[MATERIAL FOR THIS EXERCISE start]

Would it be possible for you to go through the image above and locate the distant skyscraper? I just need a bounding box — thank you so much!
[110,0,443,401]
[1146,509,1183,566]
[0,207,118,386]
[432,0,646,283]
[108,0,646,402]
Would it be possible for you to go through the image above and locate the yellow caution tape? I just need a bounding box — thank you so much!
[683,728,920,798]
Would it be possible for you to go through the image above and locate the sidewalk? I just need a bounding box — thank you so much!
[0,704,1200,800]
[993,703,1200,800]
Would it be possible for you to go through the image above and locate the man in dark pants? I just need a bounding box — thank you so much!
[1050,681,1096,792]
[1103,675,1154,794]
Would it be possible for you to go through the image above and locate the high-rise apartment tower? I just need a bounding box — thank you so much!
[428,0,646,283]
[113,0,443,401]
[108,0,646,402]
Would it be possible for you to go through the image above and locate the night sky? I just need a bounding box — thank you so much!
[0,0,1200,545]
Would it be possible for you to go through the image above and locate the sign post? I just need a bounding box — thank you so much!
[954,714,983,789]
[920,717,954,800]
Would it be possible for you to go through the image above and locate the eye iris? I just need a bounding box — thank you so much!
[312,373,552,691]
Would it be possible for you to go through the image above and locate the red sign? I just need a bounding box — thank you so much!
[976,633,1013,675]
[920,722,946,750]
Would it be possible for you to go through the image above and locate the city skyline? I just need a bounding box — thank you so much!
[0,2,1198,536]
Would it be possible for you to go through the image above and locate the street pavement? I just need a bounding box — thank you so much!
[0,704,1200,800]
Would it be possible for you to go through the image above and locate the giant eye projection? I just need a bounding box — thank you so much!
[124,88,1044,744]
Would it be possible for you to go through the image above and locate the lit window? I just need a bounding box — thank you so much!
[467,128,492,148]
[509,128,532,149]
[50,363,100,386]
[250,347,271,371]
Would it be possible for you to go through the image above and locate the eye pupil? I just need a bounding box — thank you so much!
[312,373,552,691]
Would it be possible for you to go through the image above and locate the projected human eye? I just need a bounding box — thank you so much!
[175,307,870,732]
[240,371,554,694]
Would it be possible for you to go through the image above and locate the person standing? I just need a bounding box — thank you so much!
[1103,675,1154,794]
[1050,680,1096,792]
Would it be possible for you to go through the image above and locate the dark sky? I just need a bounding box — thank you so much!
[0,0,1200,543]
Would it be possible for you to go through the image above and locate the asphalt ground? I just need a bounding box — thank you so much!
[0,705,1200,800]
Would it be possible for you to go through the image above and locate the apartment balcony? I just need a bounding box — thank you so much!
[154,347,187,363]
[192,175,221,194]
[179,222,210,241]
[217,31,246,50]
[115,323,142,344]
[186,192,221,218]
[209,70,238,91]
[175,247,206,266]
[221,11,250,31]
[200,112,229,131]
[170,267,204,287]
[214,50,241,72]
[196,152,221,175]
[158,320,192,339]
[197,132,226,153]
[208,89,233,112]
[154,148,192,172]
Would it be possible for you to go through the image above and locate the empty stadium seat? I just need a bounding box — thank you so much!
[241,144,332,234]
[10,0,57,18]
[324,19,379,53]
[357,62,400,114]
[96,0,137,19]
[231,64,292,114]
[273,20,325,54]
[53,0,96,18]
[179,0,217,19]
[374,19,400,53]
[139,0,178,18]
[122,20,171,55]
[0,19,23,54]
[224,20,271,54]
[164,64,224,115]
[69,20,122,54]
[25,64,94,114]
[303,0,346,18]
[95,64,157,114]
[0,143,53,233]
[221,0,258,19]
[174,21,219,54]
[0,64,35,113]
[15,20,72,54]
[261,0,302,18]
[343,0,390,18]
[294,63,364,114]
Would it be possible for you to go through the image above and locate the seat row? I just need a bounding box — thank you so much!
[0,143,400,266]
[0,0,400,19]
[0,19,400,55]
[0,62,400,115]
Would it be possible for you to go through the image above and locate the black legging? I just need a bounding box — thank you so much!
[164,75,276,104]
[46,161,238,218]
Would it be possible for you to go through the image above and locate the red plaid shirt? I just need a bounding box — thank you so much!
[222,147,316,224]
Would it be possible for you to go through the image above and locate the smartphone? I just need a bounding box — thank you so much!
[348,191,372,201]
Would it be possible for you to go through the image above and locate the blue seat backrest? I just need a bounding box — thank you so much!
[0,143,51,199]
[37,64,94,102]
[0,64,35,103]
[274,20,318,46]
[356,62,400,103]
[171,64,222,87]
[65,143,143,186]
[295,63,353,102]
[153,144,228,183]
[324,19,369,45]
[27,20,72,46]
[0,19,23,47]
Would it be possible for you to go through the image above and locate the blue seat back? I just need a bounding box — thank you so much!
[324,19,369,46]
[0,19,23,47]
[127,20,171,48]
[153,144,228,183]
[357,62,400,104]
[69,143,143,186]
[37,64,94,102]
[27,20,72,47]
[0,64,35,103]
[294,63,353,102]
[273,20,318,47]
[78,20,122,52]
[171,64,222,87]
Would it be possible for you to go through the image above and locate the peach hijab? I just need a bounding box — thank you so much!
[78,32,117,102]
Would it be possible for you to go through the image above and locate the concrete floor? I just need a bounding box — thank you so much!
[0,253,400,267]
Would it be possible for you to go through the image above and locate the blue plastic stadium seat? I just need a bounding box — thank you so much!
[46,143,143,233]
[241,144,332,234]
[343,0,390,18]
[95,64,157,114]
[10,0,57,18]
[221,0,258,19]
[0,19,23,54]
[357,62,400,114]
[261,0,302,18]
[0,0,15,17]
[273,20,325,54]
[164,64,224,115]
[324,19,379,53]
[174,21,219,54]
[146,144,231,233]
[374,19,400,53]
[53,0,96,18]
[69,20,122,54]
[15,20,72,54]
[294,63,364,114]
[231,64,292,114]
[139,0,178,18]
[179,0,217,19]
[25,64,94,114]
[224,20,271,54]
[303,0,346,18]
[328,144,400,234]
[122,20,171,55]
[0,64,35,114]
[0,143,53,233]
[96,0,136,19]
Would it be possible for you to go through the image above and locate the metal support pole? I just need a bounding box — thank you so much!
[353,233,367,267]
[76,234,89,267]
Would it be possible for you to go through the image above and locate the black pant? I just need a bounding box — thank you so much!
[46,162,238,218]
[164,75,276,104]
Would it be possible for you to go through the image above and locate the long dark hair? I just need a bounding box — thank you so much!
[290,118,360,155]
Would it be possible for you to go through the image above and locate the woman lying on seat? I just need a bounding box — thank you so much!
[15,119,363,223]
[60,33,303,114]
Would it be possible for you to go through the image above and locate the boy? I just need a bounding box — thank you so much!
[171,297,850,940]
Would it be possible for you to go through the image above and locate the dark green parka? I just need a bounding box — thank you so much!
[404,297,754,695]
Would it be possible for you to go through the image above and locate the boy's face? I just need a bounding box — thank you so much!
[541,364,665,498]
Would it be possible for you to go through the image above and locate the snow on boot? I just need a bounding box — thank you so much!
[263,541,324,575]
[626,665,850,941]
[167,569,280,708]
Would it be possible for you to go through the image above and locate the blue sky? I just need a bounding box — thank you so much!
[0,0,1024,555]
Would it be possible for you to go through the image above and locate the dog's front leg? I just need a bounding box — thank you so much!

[MATERIAL FOR THIS EXERCISE end]

= WHAT THE TASK REQUIRES =
Can you write out everything from the record containing "blue seat back?" down to the record containing "[96,0,136,19]" again, with "hijab" changed to "headscarf" and nothing else altered?

= THE RESULT =
Would it be possible for you to go through the image above and locate the blue seat back? I just need a bounding box — thank you so much!
[324,19,369,46]
[0,19,23,47]
[127,20,171,48]
[153,144,228,183]
[357,62,400,104]
[69,143,143,186]
[37,64,94,102]
[27,20,72,47]
[0,64,35,103]
[294,63,353,102]
[273,20,318,47]
[78,20,122,52]
[171,64,222,87]
Would it be possible for you to go through the image above and locate the peach headscarf? I just need a bounding box — thank you so much!
[78,32,117,102]
Would it be possible for you to go through the image above and locate the concrete floor? I just need a bounding box — thank you so much!
[0,253,400,267]
Would it be possible for you to go through the image above and locate the blue plastic stadium seat? I just need a bounding box — thank you so much!
[46,143,143,233]
[241,144,332,234]
[343,0,390,18]
[95,64,157,114]
[10,0,57,18]
[221,0,258,19]
[0,19,23,54]
[357,62,400,114]
[261,0,302,18]
[0,0,15,17]
[273,20,325,54]
[164,64,224,115]
[324,19,379,53]
[174,21,219,54]
[146,144,231,233]
[374,19,400,53]
[53,0,96,18]
[69,20,122,54]
[15,20,72,54]
[294,63,364,114]
[231,64,292,114]
[139,0,178,18]
[179,0,217,19]
[25,64,94,114]
[224,20,271,54]
[303,0,346,18]
[328,144,400,234]
[122,20,171,55]
[0,64,35,114]
[0,143,53,233]
[96,0,136,19]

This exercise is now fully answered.